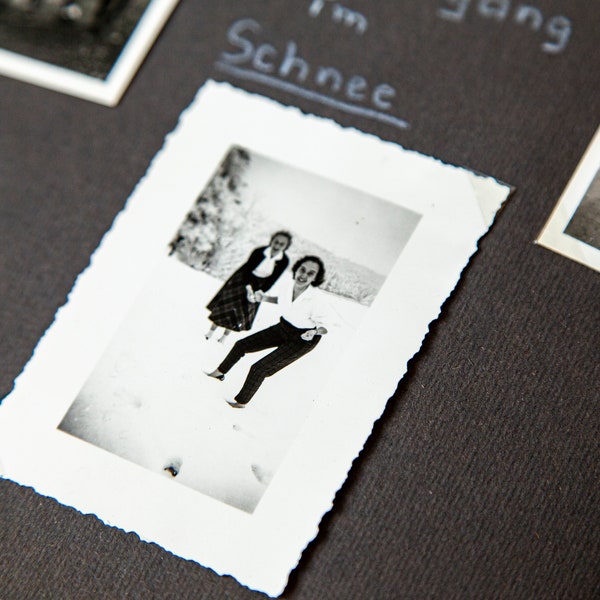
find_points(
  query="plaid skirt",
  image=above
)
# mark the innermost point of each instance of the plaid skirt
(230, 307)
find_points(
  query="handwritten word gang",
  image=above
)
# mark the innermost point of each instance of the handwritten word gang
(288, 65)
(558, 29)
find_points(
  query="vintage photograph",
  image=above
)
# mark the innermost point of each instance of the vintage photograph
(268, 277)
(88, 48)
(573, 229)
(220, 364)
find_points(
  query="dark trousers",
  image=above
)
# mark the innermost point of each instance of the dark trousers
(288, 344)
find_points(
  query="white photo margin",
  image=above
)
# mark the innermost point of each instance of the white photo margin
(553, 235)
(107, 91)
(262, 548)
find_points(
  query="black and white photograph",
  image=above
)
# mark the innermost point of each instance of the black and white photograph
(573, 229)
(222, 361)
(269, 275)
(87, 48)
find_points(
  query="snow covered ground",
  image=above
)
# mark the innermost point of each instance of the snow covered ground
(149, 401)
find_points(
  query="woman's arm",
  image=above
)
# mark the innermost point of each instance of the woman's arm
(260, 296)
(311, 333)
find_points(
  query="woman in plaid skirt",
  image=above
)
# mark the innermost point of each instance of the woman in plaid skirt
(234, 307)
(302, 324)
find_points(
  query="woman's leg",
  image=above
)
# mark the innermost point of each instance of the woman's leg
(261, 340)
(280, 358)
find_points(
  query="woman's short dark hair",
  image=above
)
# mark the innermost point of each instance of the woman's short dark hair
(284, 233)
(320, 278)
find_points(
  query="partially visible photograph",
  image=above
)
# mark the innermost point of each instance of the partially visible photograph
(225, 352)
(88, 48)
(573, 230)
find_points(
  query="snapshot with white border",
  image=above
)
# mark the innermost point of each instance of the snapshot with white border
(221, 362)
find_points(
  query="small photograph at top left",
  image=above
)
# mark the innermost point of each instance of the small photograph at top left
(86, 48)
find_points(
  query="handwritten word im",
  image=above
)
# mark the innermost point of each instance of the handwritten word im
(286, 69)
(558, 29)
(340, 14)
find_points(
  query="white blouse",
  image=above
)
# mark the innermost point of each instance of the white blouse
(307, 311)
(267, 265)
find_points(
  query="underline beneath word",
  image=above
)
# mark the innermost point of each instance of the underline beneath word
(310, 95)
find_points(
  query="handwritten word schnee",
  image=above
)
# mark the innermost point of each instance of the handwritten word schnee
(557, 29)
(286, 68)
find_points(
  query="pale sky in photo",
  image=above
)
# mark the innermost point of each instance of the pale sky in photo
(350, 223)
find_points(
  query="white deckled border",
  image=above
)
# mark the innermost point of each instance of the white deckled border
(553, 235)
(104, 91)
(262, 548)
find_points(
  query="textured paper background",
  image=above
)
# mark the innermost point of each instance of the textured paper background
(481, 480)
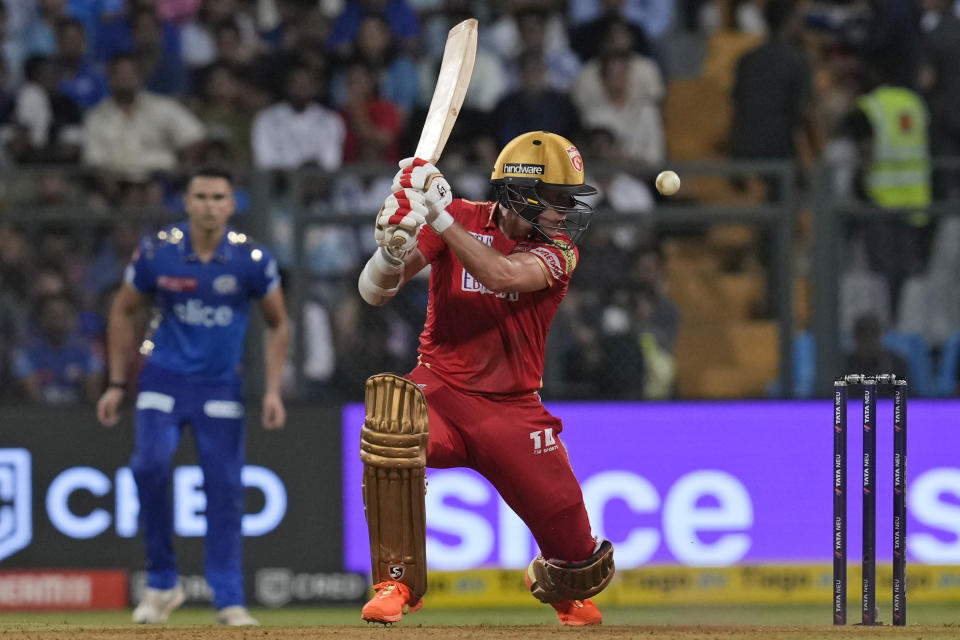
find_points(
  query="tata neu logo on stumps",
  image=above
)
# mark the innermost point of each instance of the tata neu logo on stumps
====
The records above are to be restated exactly, without their pictures.

### Output for this exercise
find_points(
  query="plaid skirt",
  image=above
)
# mark the innermost point of each instance of the plaid skirt
(230, 307)
find_points(
  query="handwritten word gang",
  image=above
)
# mark the innermost point of each instance of the handwritten word gang
(288, 65)
(558, 29)
find_points(
  query="vintage photograph",
  image=above
)
# mark the innermost point of each instance of the vintage photograph
(268, 277)
(88, 48)
(573, 229)
(220, 364)
find_points(
  query="dark trousers",
  image=above
)
# mark the innermost point of each instance of the dark trousers
(288, 344)
find_points(
  query="white photo margin",
  image=above
)
# mark the innermost point of each instance of the white photo margin
(553, 235)
(107, 91)
(262, 548)
find_points(
  query="black and white photograph",
  image=above
)
# mark the innermost point of each instance of the black and white photograph
(573, 229)
(222, 361)
(269, 275)
(87, 48)
find_points(
  query="snow covered ground",
  image=above
)
# mark the innermost point of each instance of the snow covered ground
(149, 401)
find_points(
  query="woman's arm",
  image=above
)
# mark the innermost point of each instance of the woman's arm
(260, 296)
(311, 333)
find_points(
  query="woman in plaid skirt",
  image=above
)
# mark the innermost point of each instance of the woman in plaid skirt
(234, 307)
(302, 324)
find_points(
  query="woman's leg",
  image=above
)
# mark the innermost point of each instance of the woman's leg
(261, 340)
(280, 358)
find_points(
  query="woman's short dark hair",
  image=above
)
# mark the innermost point of each instance of the woman's short dark hair
(284, 233)
(320, 278)
find_points(
  query="partially visible photograph",
  image=above
)
# mark the innermost point of each instance of the partially visible photograph
(225, 352)
(88, 48)
(573, 230)
find_points(
  query="snapshot with white border",
  image=above
)
# mark the innermost point of each instance of the snapshot with white border
(221, 362)
find_points(
  query="small photograph at top left",
  image=above
)
# mark the innermost point of each instance of the small photograph at top left
(86, 48)
find_points(
  query="handwritten word im",
  image=above
)
# mark the innermost point of each instance of the handwritten word im
(286, 69)
(558, 29)
(340, 14)
find_points(
  query="white blouse",
  image=above
)
# mark the innermost point of each instance of the white blouse
(307, 311)
(267, 265)
find_points(
  query="underline beneath word",
  image=above
)
# mark the innermost point of each instance of the underline beneath word
(310, 95)
find_points(
  query="handwritten word schnee",
  image=above
)
# mark the innermost point of each instance of the handwritten word schnee
(557, 29)
(286, 68)
find_points(
  query="pale sky in photo",
  image=above
)
# mark the innermost point of each instance of the pale sky in photo
(350, 223)
find_points(
  query="white deckled border",
  image=above
)
# mark the innermost point of each instance of the white deckled border
(553, 235)
(104, 91)
(262, 548)
find_points(
  query="textured paper background",
  image=above
)
# mark the innermost point of each instance of the textured paper background
(481, 480)
find_points(
  query="tata neu logo on stumps",
  image=above
)
# mark the innermost point of each instance of the tata neu logo on stumps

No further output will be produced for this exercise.